Fragmento del texto:
'''

     Al subvertir la idea del dios absoluto y unitario por una praxis donde el humano sintetiza los elementos contrarios para lograr una sociedad paradisíaca de productores, el Marx ideólogo no pudo forjar una ética humanista, pese a los denodados esfuerzos de Sartre y Louis Althusser, horrorizados ante el estalinismo (Rousset, D, 261-275, 1973).

     Dentro de este núcleo rector la ética no derivó en el cuerpo teórico marxista sino que sería la disciplina y el centralismo militar lo que facilitó la gestión de encuadrar y pasar por alto el debate crítico, con una ausencia total de ideología común. Marx sólo consigue incorporar una inconsistente idea sobre una sociedad paradisíaca futura de los trabajadores y la realidad de un estado antiteísta, igualitaris­ta que ha provocado más victimas y sufrimientos que sus contemporáneos capitalistas.

     Es falso que la consecuencia cardinal de la ortodoxia marxista en la época contemporánea resulte su influjo en los cenáculos intelectuales, en la esfera de la abstracción. Su fuerza cardinal reside, esencialmente, en su capacidad de organización, que propicia la manipulación directa mediante el partido y los órganos represivos, e indirecta a través de la ideología y los medios masivos de comunicación de las masas.

     Esta nueva izquierda sería hechura indirecta de los tímidos pasos de la desestalinización en el bloque soviético, idealizando la perspectiva de establecer un orden comunista con funcionamiento democrático, olvidando que el monopolio totalitario del partido comunista implicaba la esencia del sistema. Más que una reinterpretación o retorno a las fuentes marxistas se estaba en presencia de una proyección nuevamente utópica de una ideología estatal (Fonoieille-Alquier, F., 1979).
'''
Datos disponibles:
'''
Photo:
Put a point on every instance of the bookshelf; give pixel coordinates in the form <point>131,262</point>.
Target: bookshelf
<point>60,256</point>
'''
Consigna 1: Reescriba todo lo que va desde "Al subvertir la" hasta "D, 261-275, 1973)." en el fragmento sobre el marxismo, cambiando "denodados" por "enormes".
Consigna 2:
Responda con base en el fragmento sobre el marxismo:
(a) ¿Qué dos autores, horrorizados ante el estalinismo, se esforzaron por forjar una ética humanista?
(b) ¿Dónde reside esencialmente la fuerza cardinal de la ortodoxia marxista?
(c) ¿De qué sería hechura indirecta la nueva izquierda?
Consigna 3: Según el fragmento sobre el marxismo, explique por qué resultaba errónea la idealización, por parte de la nueva izquierda, de un orden comunista con funcionamiento democrático.
El material no guarda relación alguna con el fragmento sobre el marxismo.

Su solución 1:
Al subvertir la idea del dios absoluto y unitario por una praxis donde el humano sintetiza los elementos contrarios para lograr una sociedad paradisíaca de productores, el Marx ideólogo no pudo forjar una ética humanista, pese a los enormes esfuerzos de Sartre y Louis Althusser, horrorizados ante el estalinismo (Rousset, D, 261-275, 1973).

Su solución 2:
(a) Sartre y Louis Althusser.
(b) En su capacidad de organización.
(c) De los tímidos pasos de la desestalinización en el bloque soviético.

Su solución 3: Resultaba errónea porque pasaba por alto que el monopolio totalitario del partido comunista constituía la esencia del sistema.